▶ Requirements
Quote all entries in full, exactly.

——————————

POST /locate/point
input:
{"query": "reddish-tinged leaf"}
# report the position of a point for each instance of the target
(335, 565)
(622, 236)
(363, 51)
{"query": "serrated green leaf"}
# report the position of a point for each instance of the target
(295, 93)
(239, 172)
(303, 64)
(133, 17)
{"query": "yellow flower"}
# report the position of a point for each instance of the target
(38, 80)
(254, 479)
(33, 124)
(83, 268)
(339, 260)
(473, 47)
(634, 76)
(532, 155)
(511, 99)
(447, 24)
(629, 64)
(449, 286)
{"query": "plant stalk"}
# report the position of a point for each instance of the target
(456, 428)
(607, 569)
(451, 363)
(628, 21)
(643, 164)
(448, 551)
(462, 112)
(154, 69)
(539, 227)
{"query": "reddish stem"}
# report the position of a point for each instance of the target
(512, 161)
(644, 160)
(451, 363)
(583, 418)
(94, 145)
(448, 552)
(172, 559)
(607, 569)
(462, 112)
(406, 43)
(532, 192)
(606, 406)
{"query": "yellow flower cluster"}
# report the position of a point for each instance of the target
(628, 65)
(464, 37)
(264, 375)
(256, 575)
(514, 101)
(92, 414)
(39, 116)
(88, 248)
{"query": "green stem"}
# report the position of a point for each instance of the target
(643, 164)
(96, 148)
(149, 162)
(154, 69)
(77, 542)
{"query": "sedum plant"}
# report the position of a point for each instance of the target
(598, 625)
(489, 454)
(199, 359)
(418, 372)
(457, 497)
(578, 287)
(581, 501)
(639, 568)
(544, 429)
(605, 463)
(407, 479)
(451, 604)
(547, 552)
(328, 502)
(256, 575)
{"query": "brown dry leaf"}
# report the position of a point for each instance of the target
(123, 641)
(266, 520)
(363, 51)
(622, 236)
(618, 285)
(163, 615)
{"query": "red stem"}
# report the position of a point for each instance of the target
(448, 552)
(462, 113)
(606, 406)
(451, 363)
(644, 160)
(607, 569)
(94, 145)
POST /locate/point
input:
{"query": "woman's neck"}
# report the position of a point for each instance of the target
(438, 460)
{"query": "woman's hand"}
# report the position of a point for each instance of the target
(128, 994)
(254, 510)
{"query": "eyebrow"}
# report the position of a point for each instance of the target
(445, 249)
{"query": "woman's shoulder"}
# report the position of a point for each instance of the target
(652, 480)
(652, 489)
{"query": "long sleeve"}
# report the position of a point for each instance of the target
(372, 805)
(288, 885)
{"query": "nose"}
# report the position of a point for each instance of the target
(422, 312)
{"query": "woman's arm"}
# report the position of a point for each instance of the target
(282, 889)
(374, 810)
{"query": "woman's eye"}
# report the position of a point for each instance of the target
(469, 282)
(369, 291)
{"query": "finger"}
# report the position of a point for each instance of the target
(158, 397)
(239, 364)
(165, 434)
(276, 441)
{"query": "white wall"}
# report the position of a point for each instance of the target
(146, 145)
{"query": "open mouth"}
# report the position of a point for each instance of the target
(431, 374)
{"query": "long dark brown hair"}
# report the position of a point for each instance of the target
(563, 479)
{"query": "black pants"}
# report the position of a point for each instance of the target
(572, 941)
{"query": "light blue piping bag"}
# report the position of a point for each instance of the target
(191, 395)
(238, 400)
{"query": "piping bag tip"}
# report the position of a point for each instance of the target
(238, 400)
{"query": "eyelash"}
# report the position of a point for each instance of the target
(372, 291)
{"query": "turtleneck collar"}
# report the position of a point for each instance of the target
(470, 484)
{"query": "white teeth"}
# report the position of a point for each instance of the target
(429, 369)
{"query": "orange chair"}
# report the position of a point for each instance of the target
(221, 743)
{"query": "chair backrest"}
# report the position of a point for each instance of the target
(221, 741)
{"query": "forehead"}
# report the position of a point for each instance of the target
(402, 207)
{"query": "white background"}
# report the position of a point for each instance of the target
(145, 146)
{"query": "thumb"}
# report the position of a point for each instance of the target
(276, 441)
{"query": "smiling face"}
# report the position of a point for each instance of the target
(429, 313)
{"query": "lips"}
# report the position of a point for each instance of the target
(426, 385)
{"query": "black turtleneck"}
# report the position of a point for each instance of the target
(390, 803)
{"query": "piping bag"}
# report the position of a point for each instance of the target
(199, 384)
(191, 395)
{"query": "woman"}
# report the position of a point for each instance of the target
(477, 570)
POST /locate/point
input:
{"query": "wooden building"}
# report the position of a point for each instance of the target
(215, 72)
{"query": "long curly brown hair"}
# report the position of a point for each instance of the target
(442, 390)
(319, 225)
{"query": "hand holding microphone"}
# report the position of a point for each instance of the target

——————————

▶ Response to the task
POST /locate/point
input:
{"query": "reddish-tinged leaf"}
# report the position of a point for each instance of the target
(335, 565)
(622, 236)
(363, 51)
{"query": "serrated green leaf"}
# report the position of a point for each instance of the target
(295, 93)
(239, 172)
(303, 64)
(133, 17)
{"query": "yellow flower"}
# report the position of a point for each instance of the target
(38, 80)
(254, 479)
(33, 124)
(83, 268)
(339, 260)
(473, 47)
(634, 76)
(532, 155)
(511, 99)
(447, 24)
(629, 64)
(449, 286)
{"query": "plant stalk"}
# report the position of a point for each instance of the target
(456, 428)
(607, 569)
(451, 363)
(628, 21)
(643, 164)
(448, 551)
(462, 112)
(154, 69)
(539, 227)
{"query": "reddish stem"}
# report the position of a point for each instance of the target
(512, 161)
(644, 160)
(451, 363)
(583, 418)
(94, 145)
(448, 552)
(172, 559)
(607, 569)
(462, 112)
(406, 43)
(532, 192)
(606, 406)
{"query": "yellow flower cluster"}
# report the position of a point for each instance of the target
(628, 65)
(464, 37)
(264, 375)
(256, 575)
(514, 101)
(92, 414)
(39, 116)
(88, 248)
{"query": "green stem"}
# report the position of a point for each instance of the target
(643, 164)
(96, 148)
(149, 162)
(154, 69)
(77, 542)
{"query": "sedum plant"}
# report the position of a point for each instance of the target
(598, 625)
(489, 454)
(199, 359)
(418, 372)
(457, 497)
(578, 287)
(581, 501)
(639, 568)
(544, 429)
(605, 463)
(407, 479)
(451, 604)
(547, 552)
(328, 502)
(256, 575)
{"query": "brown dry leaf"}
# report the position of a point for each instance of the target
(123, 641)
(266, 520)
(363, 51)
(622, 236)
(618, 285)
(163, 615)
{"query": "red stem"}
# report the position of a point for each instance of the target
(448, 552)
(462, 113)
(606, 406)
(451, 363)
(644, 160)
(607, 569)
(94, 145)
POST /locate/point
input:
{"query": "woman's neck"}
# report the position of a point for each instance of the target
(438, 460)
{"query": "woman's hand"}
# report the position of a point for each instance of the target
(128, 994)
(254, 510)
{"query": "eyebrow"}
# report the position of a point for each instance of the target
(445, 249)
{"query": "woman's shoulder"}
# report the position of a point for each instance of the target
(652, 480)
(652, 489)
{"query": "long sleeve"}
# report the position of a point for each instance of the target
(372, 805)
(288, 885)
{"query": "nose"}
# report the position of a point for each instance of the target
(422, 312)
{"query": "woman's arm"}
# report the position of a point for each instance of the target
(282, 889)
(374, 810)
{"query": "woman's eye"}
# report the position of a point for each instance of the target
(469, 282)
(369, 291)
{"query": "finger"}
# report the position of a point for each instance of the target
(158, 397)
(239, 364)
(165, 434)
(276, 441)
{"query": "white wall"}
# report the position of a point for each instance of the target
(146, 145)
{"query": "open mouth"}
# report the position of a point for each instance of the target
(431, 374)
{"query": "long dark brown hair"}
# report the position of a point for each instance of the target
(563, 479)
{"query": "black pants"}
# report the position of a point for each instance of the target
(572, 941)
{"query": "light blue piping bag"}
# report the position of a point for each instance of the target
(191, 395)
(238, 400)
{"query": "piping bag tip"}
# report the position of a point for each instance of the target
(238, 400)
{"query": "eyelash"}
# report the position of a point for each instance of the target
(372, 291)
{"query": "turtleneck collar"}
# report the position of a point for each instance of the target
(470, 484)
{"query": "white teeth"}
# report the position of a point for each instance of the target
(429, 369)
{"query": "orange chair"}
# report the position of a point for each instance of the target
(221, 743)
{"query": "chair backrest"}
# report the position of a point for each instance of the target
(221, 741)
{"query": "forehead"}
# report the position of a point for each instance of the target
(402, 207)
{"query": "white background"}
# report the position of a point for each instance of the target
(145, 146)
{"query": "thumb"}
# report the position of a point for each instance of the target
(276, 441)
{"query": "smiling face"}
# report the position of a point for each instance of the target
(429, 313)
{"query": "lips"}
# report the position of a point for each instance of the target
(426, 385)
{"query": "black turtleneck"}
# report the position of a point for each instance of the target
(390, 803)
{"query": "piping bag"}
# report the position of a point for each instance of the target
(199, 384)
(191, 395)
{"query": "woman"}
# report the position of a point for each instance of the target
(477, 570)
POST /locate/point
input:
{"query": "wooden building"}
# report the position of a point for each instance of the target
(215, 72)
{"query": "long curly brown hair"}
# report the position of a point for each instance of the target
(442, 390)
(319, 225)
{"query": "hand holding microphone"}
# report the position of a point for each instance of the target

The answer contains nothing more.